→ **Texte source**:
....

Il fait pas bon être voyageur ces temps ci. Il semble que cela entre dans les critères permettant à un Eric Besson de définir ceux qui ne sont pas de « bons français ». Institué prosélyte à temps plein de la sédentarité, jusque dans le détail de nos vies professionnelles (vous resterez plus longtemps les pieds plongés dans le béton de votre emploi, quitte à ce que votre employeur lui même vous plonge, lesté de votre socle, tels des culbutos, à l’océan de la recherche d’emploi, en pleine nuit pour brouiller les statistiques), l’Etat se charge de faire bouger encore un peu plus ceux qui ont pourtant le déplacement dans leurs absences de racines géographiques. Les sans liens seront dès lors des sans droits, ce qui permettra au moins de se dire qu’avoir des droits est conditionné au fait de se laisser lier les mains, mais montre aussi qu’on peut se voir menotter sans pour autant avoir des droits.

....

→ **Lignes extraites**:
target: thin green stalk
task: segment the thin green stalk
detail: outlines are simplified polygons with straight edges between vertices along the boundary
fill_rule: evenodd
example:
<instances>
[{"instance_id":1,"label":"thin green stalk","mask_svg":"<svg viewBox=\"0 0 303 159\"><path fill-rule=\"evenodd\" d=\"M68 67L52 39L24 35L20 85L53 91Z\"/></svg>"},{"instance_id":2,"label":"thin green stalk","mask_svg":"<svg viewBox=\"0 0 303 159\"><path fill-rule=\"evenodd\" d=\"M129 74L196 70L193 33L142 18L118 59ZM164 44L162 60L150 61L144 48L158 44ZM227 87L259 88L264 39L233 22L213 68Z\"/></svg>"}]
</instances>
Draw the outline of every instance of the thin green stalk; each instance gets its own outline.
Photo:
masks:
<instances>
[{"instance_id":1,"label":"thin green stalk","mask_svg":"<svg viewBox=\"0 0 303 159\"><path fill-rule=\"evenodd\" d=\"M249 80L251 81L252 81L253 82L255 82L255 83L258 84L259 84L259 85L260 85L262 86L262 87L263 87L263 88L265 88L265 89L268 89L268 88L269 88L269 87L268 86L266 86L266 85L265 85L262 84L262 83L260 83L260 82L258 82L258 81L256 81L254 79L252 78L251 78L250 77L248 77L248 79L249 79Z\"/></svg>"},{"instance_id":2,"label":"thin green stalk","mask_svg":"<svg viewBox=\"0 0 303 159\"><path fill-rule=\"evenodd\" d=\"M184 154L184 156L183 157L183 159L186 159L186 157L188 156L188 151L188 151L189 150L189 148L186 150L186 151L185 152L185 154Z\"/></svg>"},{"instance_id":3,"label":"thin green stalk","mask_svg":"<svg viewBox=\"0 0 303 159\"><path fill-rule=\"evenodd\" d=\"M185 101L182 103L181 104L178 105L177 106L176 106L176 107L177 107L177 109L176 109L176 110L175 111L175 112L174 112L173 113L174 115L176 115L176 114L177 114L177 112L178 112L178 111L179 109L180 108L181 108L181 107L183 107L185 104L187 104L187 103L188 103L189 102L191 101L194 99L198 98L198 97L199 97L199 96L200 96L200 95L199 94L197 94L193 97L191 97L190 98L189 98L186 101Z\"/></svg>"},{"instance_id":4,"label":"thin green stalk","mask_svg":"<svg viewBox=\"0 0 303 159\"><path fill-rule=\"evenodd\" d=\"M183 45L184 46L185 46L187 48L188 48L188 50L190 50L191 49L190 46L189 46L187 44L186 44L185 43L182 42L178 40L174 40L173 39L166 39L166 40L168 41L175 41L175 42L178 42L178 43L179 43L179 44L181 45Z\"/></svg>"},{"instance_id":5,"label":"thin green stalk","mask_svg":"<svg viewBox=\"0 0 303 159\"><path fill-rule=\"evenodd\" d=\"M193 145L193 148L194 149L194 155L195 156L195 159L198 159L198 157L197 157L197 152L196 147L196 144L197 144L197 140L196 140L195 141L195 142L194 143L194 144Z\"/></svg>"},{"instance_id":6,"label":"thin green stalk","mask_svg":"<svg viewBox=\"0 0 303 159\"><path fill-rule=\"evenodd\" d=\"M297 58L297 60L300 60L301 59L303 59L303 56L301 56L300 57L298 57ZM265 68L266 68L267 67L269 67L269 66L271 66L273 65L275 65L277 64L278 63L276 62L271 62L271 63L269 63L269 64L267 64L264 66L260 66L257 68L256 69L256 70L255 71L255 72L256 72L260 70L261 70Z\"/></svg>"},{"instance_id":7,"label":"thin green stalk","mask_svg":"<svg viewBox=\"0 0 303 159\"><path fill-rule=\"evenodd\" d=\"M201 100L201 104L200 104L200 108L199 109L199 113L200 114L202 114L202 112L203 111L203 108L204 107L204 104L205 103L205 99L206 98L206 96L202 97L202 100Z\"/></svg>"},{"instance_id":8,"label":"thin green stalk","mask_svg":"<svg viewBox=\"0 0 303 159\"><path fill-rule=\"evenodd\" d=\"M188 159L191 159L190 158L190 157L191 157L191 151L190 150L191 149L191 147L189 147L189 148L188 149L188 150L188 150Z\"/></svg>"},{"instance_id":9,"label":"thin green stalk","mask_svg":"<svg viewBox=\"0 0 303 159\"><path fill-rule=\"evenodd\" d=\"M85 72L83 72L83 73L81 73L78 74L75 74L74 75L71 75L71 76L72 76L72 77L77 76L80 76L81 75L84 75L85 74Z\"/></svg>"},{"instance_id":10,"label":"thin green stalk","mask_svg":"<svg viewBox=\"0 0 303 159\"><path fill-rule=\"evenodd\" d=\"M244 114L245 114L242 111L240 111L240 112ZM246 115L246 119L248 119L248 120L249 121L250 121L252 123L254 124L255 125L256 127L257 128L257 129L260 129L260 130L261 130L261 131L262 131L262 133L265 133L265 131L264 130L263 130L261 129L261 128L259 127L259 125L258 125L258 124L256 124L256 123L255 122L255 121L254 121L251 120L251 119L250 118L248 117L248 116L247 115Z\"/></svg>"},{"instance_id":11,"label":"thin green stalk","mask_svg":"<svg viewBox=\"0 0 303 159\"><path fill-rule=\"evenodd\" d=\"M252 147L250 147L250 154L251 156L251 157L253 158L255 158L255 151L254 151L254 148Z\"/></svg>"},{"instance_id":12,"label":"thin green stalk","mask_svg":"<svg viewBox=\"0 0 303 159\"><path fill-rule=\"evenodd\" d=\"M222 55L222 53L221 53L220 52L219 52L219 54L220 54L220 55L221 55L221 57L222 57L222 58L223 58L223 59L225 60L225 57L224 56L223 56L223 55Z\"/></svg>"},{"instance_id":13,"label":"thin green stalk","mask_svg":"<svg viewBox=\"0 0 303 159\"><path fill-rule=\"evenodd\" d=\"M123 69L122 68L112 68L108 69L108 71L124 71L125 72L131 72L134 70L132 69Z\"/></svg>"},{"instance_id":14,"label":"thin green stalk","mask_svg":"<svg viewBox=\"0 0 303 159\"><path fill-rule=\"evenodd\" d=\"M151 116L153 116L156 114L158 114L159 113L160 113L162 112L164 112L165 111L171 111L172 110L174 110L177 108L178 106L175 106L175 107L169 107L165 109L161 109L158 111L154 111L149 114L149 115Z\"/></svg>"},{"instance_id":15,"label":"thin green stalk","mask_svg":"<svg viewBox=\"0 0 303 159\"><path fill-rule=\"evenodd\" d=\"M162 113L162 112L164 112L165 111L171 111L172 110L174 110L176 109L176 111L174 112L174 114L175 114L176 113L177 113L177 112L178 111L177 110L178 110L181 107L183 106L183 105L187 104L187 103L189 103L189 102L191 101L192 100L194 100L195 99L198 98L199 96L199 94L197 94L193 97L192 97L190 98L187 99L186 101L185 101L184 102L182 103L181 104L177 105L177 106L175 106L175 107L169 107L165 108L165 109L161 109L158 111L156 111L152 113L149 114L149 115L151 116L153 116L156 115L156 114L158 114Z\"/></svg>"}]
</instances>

....

→ **Consigne**: Recopiez intégralement le texte source, sans y modifier quoi que ce soit. Les lignes ne sont pas utiles pour cet exercice.

→ **Corrigé**:
Il fait pas bon être voyageur ces temps ci. Il semble que cela entre dans les critères permettant à un Eric Besson de définir ceux qui ne sont pas de « bons français ». Institué prosélyte à temps plein de la sédentarité, jusque dans le détail de nos vies professionnelles (vous resterez plus longtemps les pieds plongés dans le béton de votre emploi, quitte à ce que votre employeur lui même vous plonge, lesté de votre socle, tels des culbutos, à l’océan de la recherche d’emploi, en pleine nuit pour brouiller les statistiques), l’Etat se charge de faire bouger encore un peu plus ceux qui ont pourtant le déplacement dans leurs absences de racines géographiques. Les sans liens seront dès lors des sans droits, ce qui permettra au moins de se dire qu’avoir des droits est conditionné au fait de se laisser lier les mains, mais montre aussi qu’on peut se voir menotter sans pour autant avoir des droits.